SHORT TASK:
Reproduce every entry exactly and leave its pictures out.

┄┄┄┄┄┄┄┄┄┄┄┄┄┄┄┄┄┄┄┄

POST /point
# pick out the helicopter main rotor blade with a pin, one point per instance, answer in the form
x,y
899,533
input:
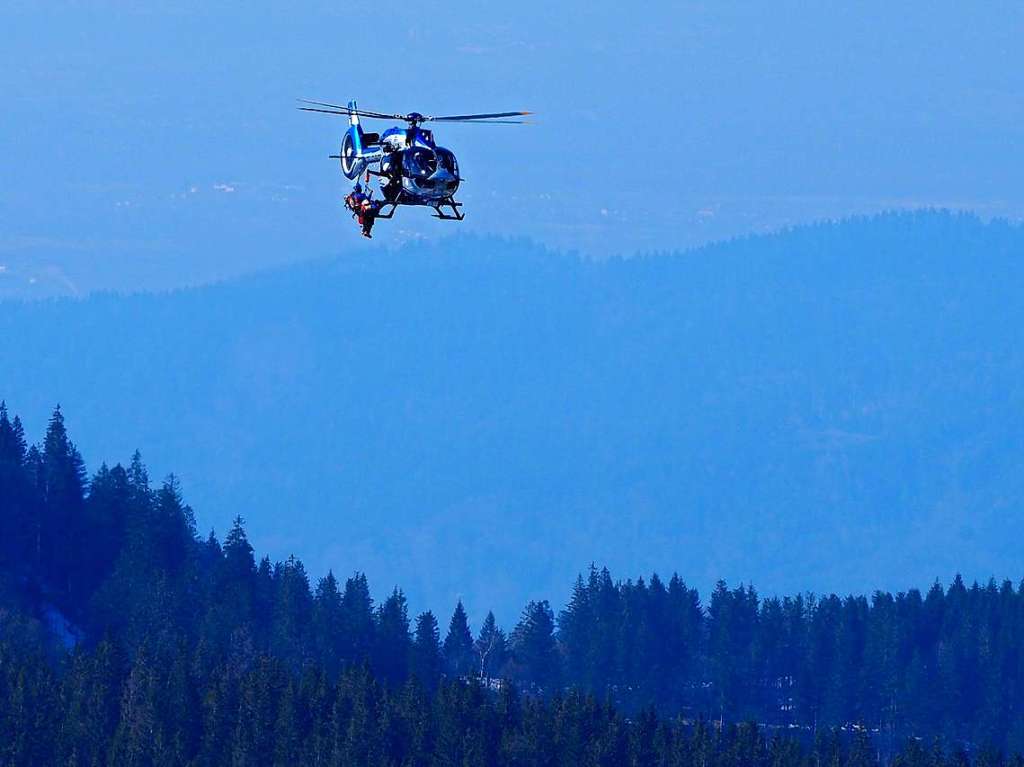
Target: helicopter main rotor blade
x,y
492,122
345,111
473,118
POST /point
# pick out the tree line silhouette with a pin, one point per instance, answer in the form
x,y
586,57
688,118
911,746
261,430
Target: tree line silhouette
x,y
127,638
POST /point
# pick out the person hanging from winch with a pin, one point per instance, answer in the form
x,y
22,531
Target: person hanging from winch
x,y
364,208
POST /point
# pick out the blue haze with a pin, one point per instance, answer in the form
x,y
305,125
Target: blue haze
x,y
837,408
151,144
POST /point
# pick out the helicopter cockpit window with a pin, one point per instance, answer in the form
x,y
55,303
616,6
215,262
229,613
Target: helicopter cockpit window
x,y
420,162
446,161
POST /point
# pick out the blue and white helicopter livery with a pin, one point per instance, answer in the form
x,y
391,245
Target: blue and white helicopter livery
x,y
411,167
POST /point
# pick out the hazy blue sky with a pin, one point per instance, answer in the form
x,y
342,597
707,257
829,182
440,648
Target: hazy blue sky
x,y
157,143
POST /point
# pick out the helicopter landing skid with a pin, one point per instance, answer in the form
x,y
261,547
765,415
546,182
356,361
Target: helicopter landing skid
x,y
455,215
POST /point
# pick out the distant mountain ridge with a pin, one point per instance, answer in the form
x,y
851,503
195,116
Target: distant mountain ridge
x,y
837,407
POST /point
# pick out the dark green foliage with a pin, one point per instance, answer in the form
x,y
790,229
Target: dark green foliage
x,y
142,644
459,644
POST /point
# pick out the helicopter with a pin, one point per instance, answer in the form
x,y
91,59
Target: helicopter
x,y
411,167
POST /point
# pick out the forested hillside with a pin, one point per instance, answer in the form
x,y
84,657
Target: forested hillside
x,y
126,634
839,407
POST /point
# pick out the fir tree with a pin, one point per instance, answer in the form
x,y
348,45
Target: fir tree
x,y
459,644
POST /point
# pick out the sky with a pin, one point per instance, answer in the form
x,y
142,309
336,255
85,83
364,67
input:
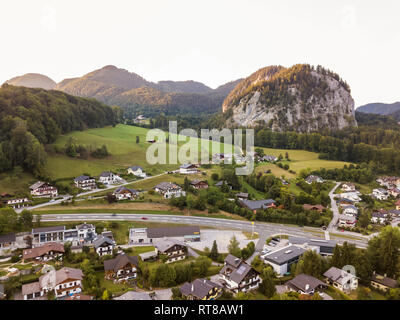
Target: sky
x,y
211,41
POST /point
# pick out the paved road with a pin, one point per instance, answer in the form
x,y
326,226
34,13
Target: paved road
x,y
264,229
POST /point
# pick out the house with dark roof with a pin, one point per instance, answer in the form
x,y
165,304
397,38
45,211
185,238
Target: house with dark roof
x,y
85,183
103,245
255,205
201,289
383,283
305,284
48,251
341,279
282,259
238,275
171,249
122,268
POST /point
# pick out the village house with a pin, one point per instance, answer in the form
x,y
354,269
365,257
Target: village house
x,y
65,282
85,183
103,245
122,268
255,205
137,171
86,232
350,210
379,217
305,284
309,207
188,169
44,253
383,283
123,193
341,279
201,289
380,194
198,184
149,235
282,259
311,179
169,190
43,189
19,203
173,250
348,187
238,275
108,177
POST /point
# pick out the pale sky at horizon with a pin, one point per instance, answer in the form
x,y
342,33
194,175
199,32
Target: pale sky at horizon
x,y
208,41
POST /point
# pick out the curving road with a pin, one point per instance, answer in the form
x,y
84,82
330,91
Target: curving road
x,y
266,229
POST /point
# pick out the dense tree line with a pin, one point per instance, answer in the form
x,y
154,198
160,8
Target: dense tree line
x,y
32,118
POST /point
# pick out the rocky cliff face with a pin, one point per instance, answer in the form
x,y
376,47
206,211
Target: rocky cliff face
x,y
301,98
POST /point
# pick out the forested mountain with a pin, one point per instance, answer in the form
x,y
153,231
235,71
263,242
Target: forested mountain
x,y
33,80
380,108
301,98
31,118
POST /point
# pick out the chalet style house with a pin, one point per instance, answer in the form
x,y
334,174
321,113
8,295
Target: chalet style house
x,y
43,189
137,171
169,190
123,193
46,252
341,279
103,245
65,282
85,183
201,289
122,268
173,250
198,184
238,276
107,177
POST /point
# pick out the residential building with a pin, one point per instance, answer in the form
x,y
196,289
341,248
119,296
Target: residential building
x,y
380,194
383,283
48,251
350,210
255,205
309,207
65,282
169,190
188,169
341,279
137,171
19,203
201,289
282,259
311,179
198,184
173,250
305,284
348,187
379,218
238,275
123,193
122,268
86,232
43,189
85,183
103,245
108,177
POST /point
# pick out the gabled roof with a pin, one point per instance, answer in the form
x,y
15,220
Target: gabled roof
x,y
199,288
305,283
120,262
100,240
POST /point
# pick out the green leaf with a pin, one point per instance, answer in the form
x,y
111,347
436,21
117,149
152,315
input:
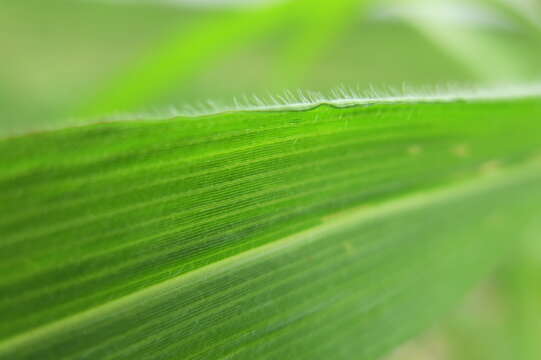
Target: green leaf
x,y
329,232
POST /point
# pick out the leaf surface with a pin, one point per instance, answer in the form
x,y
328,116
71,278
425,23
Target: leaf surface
x,y
327,232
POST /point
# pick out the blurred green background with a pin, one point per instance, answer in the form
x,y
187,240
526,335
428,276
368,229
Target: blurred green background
x,y
66,62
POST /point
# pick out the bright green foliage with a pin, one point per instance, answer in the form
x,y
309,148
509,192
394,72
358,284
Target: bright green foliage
x,y
331,231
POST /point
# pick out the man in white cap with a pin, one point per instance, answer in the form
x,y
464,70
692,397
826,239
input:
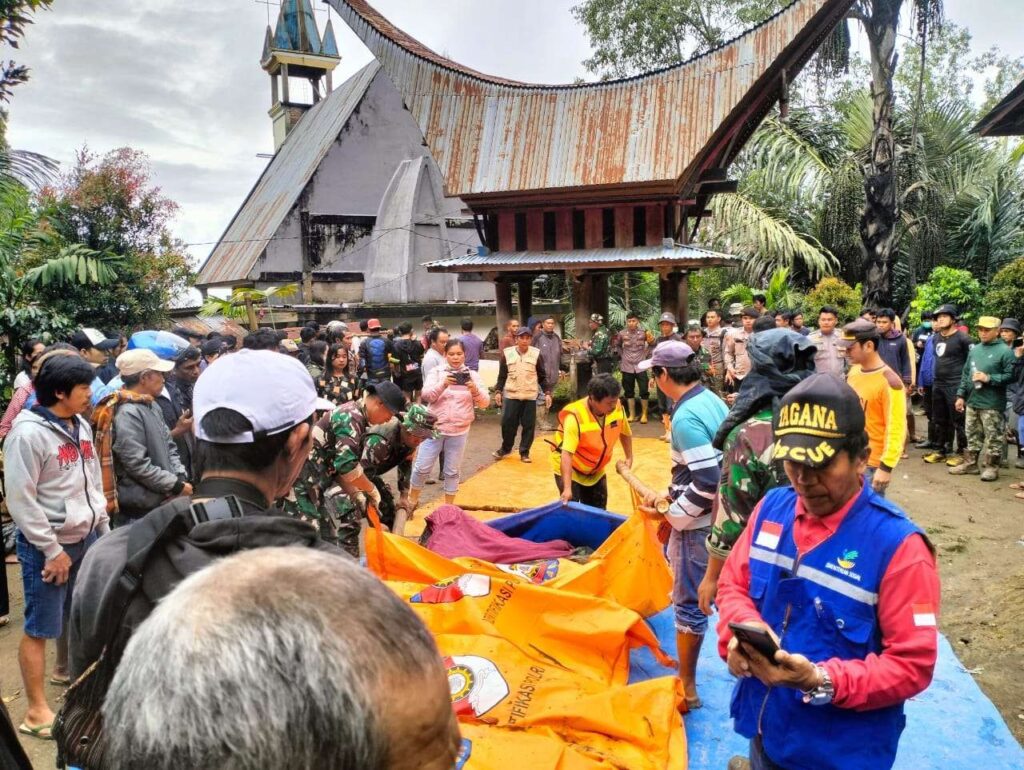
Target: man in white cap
x,y
253,418
133,441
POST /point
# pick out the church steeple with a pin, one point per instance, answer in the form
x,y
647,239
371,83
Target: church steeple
x,y
295,49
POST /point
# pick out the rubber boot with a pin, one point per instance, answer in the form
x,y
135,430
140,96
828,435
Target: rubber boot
x,y
968,467
688,646
990,469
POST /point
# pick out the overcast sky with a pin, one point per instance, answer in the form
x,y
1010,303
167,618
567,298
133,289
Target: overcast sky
x,y
180,79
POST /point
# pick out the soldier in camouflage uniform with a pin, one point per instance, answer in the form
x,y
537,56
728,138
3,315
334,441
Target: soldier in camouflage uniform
x,y
600,345
393,444
711,376
329,492
780,358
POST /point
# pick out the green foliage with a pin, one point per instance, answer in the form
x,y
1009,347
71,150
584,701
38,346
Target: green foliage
x,y
633,36
833,291
237,306
947,285
1006,293
109,206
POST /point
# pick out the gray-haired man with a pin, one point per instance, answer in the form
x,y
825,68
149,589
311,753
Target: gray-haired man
x,y
272,658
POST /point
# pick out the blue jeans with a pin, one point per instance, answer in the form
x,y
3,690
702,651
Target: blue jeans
x,y
46,604
426,456
688,557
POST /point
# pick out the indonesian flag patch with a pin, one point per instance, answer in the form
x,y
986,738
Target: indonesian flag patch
x,y
924,614
769,535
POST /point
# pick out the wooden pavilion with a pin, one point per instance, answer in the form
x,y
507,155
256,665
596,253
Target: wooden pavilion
x,y
595,178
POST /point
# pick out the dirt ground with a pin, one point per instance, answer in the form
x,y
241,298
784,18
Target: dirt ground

┄┄┄┄┄┄┄┄┄┄┄┄┄┄┄┄┄┄┄┄

OUTPUT OF THE EXERCISE:
POST /point
# pick out the helicopter main rotor blade with a pin, one point per instance, answer in the form
x,y
899,533
input:
Target: helicopter main rotor blade
x,y
492,122
345,111
473,118
POST /point
# pick out the tree line silhouette with a pin, one point per instance, answer in the form
x,y
586,57
688,118
911,746
261,430
Target: tree line silhouette
x,y
127,638
POST /point
# pick out the person hanging from winch with a pin, one point per instance, answer in the form
x,y
22,531
Target: person hanging from winch
x,y
364,208
POST /point
# pick out the blue haze with a pin, one point per instance, answer in the form
x,y
305,125
Target: blue haze
x,y
837,408
151,144
POST /point
# pick out the helicopter cockpit window with a pin, one point per instance, answer in the form
x,y
55,303
616,6
215,262
229,613
Target: helicopter cockpit window
x,y
420,162
446,161
POST /point
# pick out the blue and white helicopter livery with a pin, one point per instance, answer in the form
x,y
391,245
Target: blue and white helicopter livery
x,y
411,167
POST /point
# pick out the hazy blue sky with a pin, one point per instance, answer in the form
x,y
342,597
707,257
829,182
440,648
Target: hazy blue sky
x,y
157,143
POST /point
# pick out the helicopter landing skid with a pin, one point per instance, answer in the form
x,y
261,547
765,415
546,182
356,361
Target: helicopter landing skid
x,y
455,215
POST /point
# pick out the distant mountain ridge with a pin, one point per instance, answer in the form
x,y
851,503
195,116
Target: distant mountain ridge
x,y
837,407
POST /point
# pick out the dark green foliage with a pin, one point per instance, answer in the form
x,y
790,229
Target: dark green foliage
x,y
142,644
459,644
POST /point
# pick out the helicopter with a pin, one point per instance, answer in the form
x,y
91,59
Target: helicopter
x,y
411,167
POST /point
# pick out the forested hillside with a pin, one point per instance, answer in the form
x,y
84,657
Target: forested hillside
x,y
126,634
839,407
POST /point
# pick out the fir tree with a pin, one point per instance, answer in the form
x,y
348,45
Target: fir tree
x,y
459,644
POST /point
# pick out the sky with a pin, one point per instance, answer in the form
x,y
142,309
336,255
85,83
364,67
input:
Target: sky
x,y
211,41
POST /point
# pick out the paved road with a pin, one point per instance, answer in the form
x,y
326,226
34,13
Target: paved road
x,y
264,229
POST /point
# pick out the house with dark roof with a pin, one point per instance, answer in the form
x,y
165,304
397,38
45,211
185,238
Target: house with dark roof
x,y
85,183
103,245
255,205
201,289
383,283
305,284
48,251
341,279
282,259
238,275
171,249
122,268
POST /point
# pick out the village house with a pin, one point per instance, answer in the form
x,y
354,269
365,257
Target: village house
x,y
65,282
85,183
103,245
122,268
255,205
137,171
86,232
350,210
379,217
305,284
309,207
188,169
44,253
383,283
123,193
341,279
201,289
380,194
198,184
149,235
282,259
311,179
169,190
43,189
19,203
173,250
348,187
238,275
108,177
POST /point
# pick out the pale sky at horizon with a pin, one point per instance, answer in the form
x,y
342,33
194,175
199,32
Target: pale sky at horizon
x,y
208,41
POST /point
# pick out the curving road with a pin, one point per instance, answer in the form
x,y
84,82
330,91
Target: curving road
x,y
266,229
POST /point
# pick out the dense tree line with a pin, one point per instance, answer in the form
x,y
154,198
160,8
Target: dense tree line
x,y
32,118
POST /point
# pick out the rocky cliff face with a pin, one point per instance, answer in the form
x,y
376,47
206,211
Target: rocky cliff face
x,y
301,98
POST /point
# pick out the forested mountain with a pin, one point per instance, answer in the form
x,y
153,231
235,71
263,242
Target: forested mountain
x,y
33,80
380,108
301,98
31,118
POST /point
# pick out the chalet style house with a pin, one point per instance, answer in the form
x,y
334,174
321,113
8,295
Target: chalet style house
x,y
43,189
137,171
169,190
123,193
46,252
341,279
103,245
65,282
85,183
201,289
122,268
173,250
198,184
238,276
107,177
POST /point
# pick out the residential building with a pin, one point per instance, answer in the form
x,y
196,289
341,248
119,296
Target: residential building
x,y
380,194
383,283
48,251
350,210
255,205
309,207
65,282
169,190
188,169
341,279
137,171
19,203
201,289
282,259
311,179
198,184
173,250
305,284
348,187
379,218
238,275
123,193
122,268
86,232
43,189
85,183
103,245
108,177
POST /point
# pick out the gabled roof with a pin, one point per instance, answer in the form
x,y
15,220
Target: gabled roof
x,y
199,288
305,283
120,262
100,240
POST /point
# pick out the green leaf with a pin, one point per instance, answer in the form
x,y
111,347
436,21
117,149
152,315
input:
Target: green leaf
x,y
329,232
POST /point
# pick out the leaf surface with a pin, one point per instance, answer in the form
x,y
328,116
71,278
425,23
Target: leaf surface
x,y
327,232
POST /point
# pick out the blurred green background with a pin, one point per instance, answer in the form
x,y
187,240
526,335
428,276
368,229
Target: blurred green background
x,y
66,62
POST /point
# pick out the bright green foliage with a pin, one point per instance, answer in the form
x,y
309,148
509,192
394,72
358,284
Target: bright green foliage
x,y
331,231
POST /point
# pick out the man in white cap with a pin, one point per instance, answer in the form
x,y
464,70
692,397
826,239
input:
Target: man in white cap
x,y
253,418
133,441
POST /point
# pick out the church steeple with a pin, one point per instance, answer in the form
x,y
647,239
371,83
Target: church steeple
x,y
295,49
POST /point
# pick out the rubber boot with a pin, one point per instance, answer in the form
x,y
135,430
140,96
828,435
Target: rubber boot
x,y
968,467
688,646
990,469
POST /point
# pick out the overcast sky with a pin, one point per instance, answer in the form
x,y
1010,303
167,618
567,298
133,289
Target: overcast sky
x,y
180,79
POST /point
# pick out the soldier in camouflage uniform with a pin, one point per instance, answer in the form
x,y
537,56
728,138
3,315
334,441
Target: soldier in camouflage uniform
x,y
600,345
393,444
711,376
329,492
780,358
POST /point
# pick out the green foliage with a pin, one point per instance, answer in the form
x,y
1009,347
71,150
584,701
38,346
Target: green foliage
x,y
633,36
833,291
237,306
947,285
1006,293
109,206
POST /point
# pick out the gray-haired man with a pin, one point per instance, answer in the form
x,y
825,68
149,589
311,753
Target: gray-haired man
x,y
272,658
POST /point
# pick out the blue jeans with a pin, one point per instance, answer in the form
x,y
3,690
702,651
Target: blue jeans
x,y
46,604
426,456
688,557
POST /point
# pick out the indonesian flag patch with a pin, one point per instance, answer in the form
x,y
986,738
Target: indonesian flag patch
x,y
924,614
769,535
POST /point
# pick out the wooden pavilion with a pin, one point per instance, answer in the form
x,y
507,155
256,665
596,253
Target: wooden pavilion
x,y
595,178
POST /point
# pick out the dirt ground with a pin, one point per instance, answer in the form
x,y
241,298
784,18
Target: dirt ground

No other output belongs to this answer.